-- Problem requirements --
Exclude any images and output the remaining records exactly.

-- Input material --
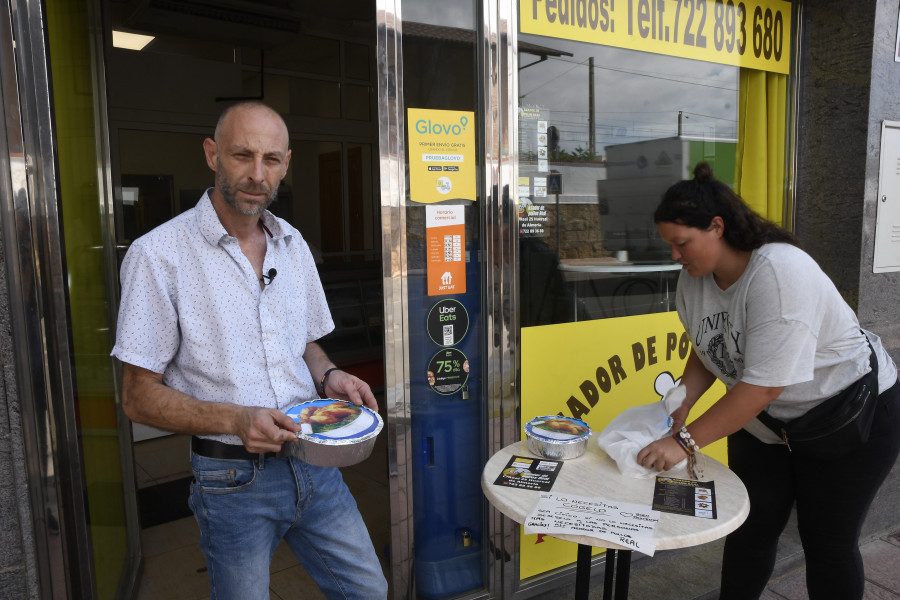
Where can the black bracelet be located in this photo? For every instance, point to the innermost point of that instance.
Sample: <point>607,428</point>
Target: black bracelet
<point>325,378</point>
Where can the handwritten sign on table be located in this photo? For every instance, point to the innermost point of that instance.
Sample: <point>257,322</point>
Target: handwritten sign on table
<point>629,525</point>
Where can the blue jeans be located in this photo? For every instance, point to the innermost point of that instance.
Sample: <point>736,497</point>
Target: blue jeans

-- In response --
Where can the black bracelet be located in this photo? For every instance, point to the innermost point of that instance.
Sample: <point>607,428</point>
Target: black bracelet
<point>325,378</point>
Where can the handwritten sign on table be located in this photo? For every instance, point to the innermost point of that instance.
Sample: <point>257,322</point>
Target: handwritten sign on table
<point>629,525</point>
Where can the blue jeans be located in this photo? For every instance, point to the innermost point of that instance.
Sample: <point>736,497</point>
Target: blue jeans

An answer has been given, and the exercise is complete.